## [PROMPT]
If a line comes after the one containing "Target: red cardigan", leave it out; copy every line before it, and that line too, exactly as written, starting from the first line of the entries.

## [DATASET EXCERPTS]
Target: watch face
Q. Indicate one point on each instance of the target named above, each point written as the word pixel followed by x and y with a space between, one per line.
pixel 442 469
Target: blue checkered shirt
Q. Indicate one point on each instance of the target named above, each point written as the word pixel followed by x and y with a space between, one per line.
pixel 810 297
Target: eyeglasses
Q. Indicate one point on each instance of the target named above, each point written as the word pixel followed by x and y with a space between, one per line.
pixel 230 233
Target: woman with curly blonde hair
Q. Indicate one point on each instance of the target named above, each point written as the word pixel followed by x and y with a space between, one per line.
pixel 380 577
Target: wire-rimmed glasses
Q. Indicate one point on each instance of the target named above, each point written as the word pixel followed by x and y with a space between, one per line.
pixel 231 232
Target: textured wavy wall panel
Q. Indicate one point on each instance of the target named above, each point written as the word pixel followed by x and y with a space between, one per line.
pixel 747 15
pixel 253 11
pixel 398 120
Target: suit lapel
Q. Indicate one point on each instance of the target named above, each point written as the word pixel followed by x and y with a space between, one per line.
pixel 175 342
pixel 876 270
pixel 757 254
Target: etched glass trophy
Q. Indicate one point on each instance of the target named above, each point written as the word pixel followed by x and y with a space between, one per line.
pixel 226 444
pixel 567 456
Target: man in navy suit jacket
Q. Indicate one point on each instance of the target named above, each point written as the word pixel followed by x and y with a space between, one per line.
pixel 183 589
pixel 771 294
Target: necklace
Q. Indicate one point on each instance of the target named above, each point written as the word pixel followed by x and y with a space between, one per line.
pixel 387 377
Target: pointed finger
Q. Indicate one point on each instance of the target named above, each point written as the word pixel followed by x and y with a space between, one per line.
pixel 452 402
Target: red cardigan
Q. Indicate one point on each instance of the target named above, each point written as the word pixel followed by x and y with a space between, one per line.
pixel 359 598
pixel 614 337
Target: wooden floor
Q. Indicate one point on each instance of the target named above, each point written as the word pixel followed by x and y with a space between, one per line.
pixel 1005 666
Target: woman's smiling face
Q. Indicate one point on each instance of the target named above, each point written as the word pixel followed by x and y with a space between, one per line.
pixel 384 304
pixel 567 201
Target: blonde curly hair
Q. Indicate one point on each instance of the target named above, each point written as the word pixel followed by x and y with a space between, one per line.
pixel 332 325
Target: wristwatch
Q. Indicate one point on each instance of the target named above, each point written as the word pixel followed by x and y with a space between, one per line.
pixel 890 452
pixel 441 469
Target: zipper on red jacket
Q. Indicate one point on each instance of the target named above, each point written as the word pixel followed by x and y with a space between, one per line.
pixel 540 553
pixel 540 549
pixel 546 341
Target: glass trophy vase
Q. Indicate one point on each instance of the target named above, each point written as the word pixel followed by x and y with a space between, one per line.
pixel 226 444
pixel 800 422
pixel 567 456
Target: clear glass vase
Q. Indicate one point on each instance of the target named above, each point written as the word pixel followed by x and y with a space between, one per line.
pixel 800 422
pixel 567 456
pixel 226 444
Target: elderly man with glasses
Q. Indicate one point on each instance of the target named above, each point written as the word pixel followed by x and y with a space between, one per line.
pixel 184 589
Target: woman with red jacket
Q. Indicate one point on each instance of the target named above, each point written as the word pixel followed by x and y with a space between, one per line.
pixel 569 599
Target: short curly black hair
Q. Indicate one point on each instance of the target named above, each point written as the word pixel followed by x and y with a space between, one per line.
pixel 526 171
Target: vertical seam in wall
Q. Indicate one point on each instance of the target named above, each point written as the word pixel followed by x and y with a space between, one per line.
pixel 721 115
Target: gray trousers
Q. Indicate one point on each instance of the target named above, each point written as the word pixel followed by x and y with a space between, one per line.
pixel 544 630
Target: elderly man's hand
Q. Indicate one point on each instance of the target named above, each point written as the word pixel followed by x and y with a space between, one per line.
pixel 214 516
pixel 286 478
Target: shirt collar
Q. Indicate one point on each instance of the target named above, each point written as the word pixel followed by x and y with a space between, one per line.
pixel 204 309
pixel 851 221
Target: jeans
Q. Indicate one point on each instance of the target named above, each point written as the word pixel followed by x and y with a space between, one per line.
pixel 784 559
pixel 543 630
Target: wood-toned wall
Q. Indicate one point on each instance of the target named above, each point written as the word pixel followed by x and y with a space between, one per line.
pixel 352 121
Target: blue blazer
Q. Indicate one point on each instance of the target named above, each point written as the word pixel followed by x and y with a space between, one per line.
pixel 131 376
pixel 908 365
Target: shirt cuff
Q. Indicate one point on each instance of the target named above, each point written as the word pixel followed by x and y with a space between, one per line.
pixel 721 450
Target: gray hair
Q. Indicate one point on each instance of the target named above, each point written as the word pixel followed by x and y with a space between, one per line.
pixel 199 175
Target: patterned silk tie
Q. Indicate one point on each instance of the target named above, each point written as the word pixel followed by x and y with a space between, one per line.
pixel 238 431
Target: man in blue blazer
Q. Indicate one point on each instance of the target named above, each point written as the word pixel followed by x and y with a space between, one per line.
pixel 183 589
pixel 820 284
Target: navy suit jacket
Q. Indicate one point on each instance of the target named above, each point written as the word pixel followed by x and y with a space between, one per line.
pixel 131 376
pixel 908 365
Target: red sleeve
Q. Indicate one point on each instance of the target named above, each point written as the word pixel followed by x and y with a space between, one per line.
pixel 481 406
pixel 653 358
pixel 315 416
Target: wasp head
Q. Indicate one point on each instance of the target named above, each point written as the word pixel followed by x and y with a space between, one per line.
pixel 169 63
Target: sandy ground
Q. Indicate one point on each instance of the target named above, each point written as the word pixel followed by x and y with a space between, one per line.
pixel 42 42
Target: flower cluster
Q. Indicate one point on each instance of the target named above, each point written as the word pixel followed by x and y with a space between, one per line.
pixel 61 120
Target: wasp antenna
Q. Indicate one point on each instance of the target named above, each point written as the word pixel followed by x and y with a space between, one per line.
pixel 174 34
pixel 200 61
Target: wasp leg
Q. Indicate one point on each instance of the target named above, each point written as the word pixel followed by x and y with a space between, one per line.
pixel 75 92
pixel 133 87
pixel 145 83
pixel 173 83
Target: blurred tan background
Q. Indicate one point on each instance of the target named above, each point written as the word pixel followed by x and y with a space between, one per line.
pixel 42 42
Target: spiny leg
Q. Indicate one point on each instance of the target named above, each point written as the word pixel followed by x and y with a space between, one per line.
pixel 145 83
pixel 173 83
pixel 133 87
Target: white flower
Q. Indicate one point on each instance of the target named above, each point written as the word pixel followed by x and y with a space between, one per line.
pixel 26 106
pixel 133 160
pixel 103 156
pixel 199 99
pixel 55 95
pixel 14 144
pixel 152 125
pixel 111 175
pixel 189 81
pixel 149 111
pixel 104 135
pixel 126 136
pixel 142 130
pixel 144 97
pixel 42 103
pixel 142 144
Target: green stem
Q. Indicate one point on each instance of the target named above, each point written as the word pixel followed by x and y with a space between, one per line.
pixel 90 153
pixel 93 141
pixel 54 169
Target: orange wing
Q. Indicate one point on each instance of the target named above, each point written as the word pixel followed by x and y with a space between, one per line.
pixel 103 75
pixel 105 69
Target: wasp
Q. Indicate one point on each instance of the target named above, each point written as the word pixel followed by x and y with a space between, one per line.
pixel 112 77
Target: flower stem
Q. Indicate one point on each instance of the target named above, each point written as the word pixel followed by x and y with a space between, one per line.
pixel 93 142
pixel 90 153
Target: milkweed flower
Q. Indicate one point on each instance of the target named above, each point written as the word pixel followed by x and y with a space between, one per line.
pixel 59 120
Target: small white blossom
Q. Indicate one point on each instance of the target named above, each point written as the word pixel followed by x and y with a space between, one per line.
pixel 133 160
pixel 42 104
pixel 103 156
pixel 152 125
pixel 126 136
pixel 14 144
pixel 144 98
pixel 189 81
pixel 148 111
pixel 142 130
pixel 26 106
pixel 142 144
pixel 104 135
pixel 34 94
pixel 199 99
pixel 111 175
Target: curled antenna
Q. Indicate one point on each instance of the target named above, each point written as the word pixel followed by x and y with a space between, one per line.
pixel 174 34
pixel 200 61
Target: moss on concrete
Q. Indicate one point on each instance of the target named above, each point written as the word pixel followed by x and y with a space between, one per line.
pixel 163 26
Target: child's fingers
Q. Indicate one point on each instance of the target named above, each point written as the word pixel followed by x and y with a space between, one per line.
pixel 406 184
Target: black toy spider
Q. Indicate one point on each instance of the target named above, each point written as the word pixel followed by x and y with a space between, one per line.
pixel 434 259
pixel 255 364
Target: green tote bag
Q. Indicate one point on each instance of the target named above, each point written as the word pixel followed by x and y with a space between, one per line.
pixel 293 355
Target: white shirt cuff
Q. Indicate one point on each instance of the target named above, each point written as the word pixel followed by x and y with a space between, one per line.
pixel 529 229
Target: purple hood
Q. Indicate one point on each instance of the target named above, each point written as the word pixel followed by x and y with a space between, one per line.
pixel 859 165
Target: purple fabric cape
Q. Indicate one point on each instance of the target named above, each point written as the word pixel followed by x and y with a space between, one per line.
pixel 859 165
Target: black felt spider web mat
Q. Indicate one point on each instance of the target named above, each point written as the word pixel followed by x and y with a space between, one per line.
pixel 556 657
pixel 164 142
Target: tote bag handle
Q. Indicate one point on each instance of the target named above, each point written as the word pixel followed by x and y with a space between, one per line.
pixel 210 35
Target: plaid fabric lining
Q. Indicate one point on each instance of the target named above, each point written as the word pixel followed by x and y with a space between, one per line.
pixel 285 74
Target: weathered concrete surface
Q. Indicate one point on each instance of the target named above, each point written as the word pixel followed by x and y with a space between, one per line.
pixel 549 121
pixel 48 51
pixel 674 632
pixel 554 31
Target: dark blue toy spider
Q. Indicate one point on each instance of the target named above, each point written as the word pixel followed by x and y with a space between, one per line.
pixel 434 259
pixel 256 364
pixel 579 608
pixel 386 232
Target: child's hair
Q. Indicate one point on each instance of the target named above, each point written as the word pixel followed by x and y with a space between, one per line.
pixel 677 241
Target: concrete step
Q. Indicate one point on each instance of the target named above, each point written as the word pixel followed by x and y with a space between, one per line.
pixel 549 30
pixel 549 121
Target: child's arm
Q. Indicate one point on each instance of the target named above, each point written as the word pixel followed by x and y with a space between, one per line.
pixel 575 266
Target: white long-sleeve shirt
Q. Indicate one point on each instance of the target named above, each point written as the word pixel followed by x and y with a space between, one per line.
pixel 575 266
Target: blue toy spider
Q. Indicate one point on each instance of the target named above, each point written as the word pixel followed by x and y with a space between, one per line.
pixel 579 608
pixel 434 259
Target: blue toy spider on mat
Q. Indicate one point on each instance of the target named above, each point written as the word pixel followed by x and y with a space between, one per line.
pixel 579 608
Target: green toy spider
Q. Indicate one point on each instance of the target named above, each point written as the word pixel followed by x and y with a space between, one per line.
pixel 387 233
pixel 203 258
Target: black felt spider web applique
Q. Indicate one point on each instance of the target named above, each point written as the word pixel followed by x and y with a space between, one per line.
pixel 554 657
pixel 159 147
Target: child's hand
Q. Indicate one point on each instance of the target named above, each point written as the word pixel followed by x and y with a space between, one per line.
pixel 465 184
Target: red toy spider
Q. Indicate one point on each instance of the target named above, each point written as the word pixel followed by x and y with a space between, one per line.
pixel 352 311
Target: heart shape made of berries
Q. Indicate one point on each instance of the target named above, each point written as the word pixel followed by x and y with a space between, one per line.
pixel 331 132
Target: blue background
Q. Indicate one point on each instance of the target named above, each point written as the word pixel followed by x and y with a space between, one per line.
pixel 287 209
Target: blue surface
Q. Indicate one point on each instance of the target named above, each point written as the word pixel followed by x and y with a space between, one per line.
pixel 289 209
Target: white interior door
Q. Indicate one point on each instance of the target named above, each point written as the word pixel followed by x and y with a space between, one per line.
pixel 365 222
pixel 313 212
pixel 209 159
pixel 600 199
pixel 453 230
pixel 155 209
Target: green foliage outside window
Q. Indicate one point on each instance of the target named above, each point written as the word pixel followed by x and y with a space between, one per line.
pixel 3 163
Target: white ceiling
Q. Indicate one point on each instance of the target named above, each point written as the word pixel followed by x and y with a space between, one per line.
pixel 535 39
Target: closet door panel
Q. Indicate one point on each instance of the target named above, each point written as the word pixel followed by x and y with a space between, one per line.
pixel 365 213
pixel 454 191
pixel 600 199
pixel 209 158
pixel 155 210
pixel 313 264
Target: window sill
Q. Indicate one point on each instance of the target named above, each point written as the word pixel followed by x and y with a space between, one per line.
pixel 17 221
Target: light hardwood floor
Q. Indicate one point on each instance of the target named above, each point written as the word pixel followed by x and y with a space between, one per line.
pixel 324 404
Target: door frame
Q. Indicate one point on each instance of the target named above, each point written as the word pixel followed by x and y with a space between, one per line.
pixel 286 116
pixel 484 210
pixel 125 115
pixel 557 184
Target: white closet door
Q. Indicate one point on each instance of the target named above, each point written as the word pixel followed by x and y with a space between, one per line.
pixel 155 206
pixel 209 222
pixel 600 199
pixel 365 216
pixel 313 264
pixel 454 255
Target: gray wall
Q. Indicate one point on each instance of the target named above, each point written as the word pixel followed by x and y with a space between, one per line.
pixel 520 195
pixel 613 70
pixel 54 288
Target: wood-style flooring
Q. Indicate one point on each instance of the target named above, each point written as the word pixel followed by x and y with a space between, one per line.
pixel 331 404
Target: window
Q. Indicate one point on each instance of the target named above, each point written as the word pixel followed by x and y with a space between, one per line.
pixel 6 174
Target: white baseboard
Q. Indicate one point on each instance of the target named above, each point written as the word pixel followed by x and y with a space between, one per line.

## [TASK RESPONSE]
Target: watch face
Q. Indicate one point on each instance of the target named above, each point written as the word pixel followed by x and y with a space between, one per line.
pixel 442 469
Target: blue checkered shirt
Q. Indicate one point on each instance of the target named above, each point written as the word pixel followed by x and y with a space between, one per line.
pixel 810 297
Target: eyeglasses
Q. Indicate one point on each instance of the target named above, each point written as the word pixel followed by x and y with a space between, one per line.
pixel 230 233
Target: woman with curly blonde hair
Q. Indicate one point on each instance of the target named above, each point written as the word pixel followed by x and y with a space between, one per line.
pixel 380 577
Target: wire-rimmed glasses
Q. Indicate one point on each instance of the target named above, each point written as the word pixel followed by x and y with a space between, one per line.
pixel 231 232
Target: textured wavy wall panel
Q. Indicate one point on each instance of the target named above, each point written as the word pixel followed by x and y with a space between, one per line.
pixel 747 15
pixel 253 11
pixel 398 120
Target: suit lapel
Q. Indicate one point on each instance of the target named above, each point written as the word pixel followed by x and y with a space between, one per line.
pixel 175 342
pixel 876 270
pixel 757 254
Target: etched glass trophy
Q. Indicate one point on each instance of the target named above, each point written as the word pixel followed by x and y with a space between, one per line.
pixel 226 444
pixel 567 456
Target: man in navy suit jacket
Q. Indicate one point on each instance of the target named above, each point written as the word pixel followed by x and y with a space between, one per line.
pixel 183 589
pixel 771 294
Target: necklace
Q. Indicate one point on each instance of the target named above, each point written as the word pixel followed by x and y with a space between, one per line.
pixel 387 377
Target: pointed finger
Q. Indicate one point on each instance of the target named above, each point written as the word pixel followed by x and y with a space between, one per line.
pixel 452 402
Target: red cardigan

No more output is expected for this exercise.